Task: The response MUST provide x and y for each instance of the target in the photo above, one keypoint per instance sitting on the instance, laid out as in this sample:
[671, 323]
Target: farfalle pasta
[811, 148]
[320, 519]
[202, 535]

────

**Work instruction:** Write every record out again, letter for letter.

**Answer for the task:**
Task: The response MUST provide x and y for each instance of the target in the photo above, one keypoint per instance sitting on the instance, laid out as in this sample:
[671, 323]
Target: farfalle pasta
[811, 148]
[320, 519]
[202, 535]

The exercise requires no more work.